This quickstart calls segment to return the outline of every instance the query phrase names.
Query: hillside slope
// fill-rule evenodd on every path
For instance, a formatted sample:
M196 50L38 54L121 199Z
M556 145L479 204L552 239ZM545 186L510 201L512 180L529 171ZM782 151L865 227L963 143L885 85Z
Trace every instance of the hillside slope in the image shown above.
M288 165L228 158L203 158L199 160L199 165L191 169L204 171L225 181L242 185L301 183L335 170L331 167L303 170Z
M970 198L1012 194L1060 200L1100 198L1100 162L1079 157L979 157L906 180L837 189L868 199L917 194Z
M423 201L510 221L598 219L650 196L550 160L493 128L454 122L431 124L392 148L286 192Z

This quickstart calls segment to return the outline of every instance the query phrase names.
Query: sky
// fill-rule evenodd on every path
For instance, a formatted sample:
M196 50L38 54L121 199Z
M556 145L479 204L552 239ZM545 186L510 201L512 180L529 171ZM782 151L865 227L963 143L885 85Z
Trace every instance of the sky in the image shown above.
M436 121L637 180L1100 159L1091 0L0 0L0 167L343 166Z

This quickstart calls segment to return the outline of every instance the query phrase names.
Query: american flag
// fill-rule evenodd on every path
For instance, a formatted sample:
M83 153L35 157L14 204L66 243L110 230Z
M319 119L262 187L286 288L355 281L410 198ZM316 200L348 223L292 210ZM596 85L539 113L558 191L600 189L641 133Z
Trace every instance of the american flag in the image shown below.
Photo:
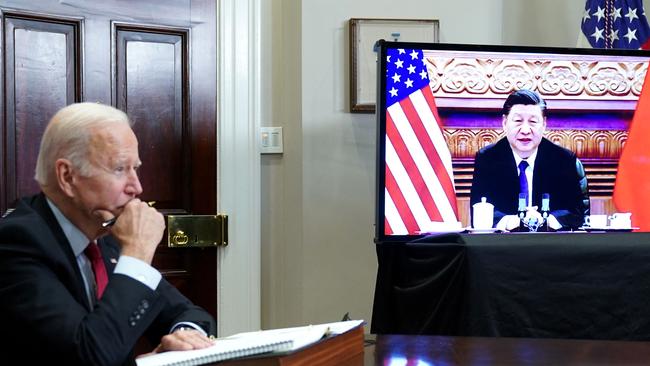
-- -- --
EXERCISE INSTRUCTIONS. If a line in the material contains the word "flag", copy that line.

ANSWER TO THE EXERCISE.
Query: american flag
Trace every instance of the american flag in the image shown below.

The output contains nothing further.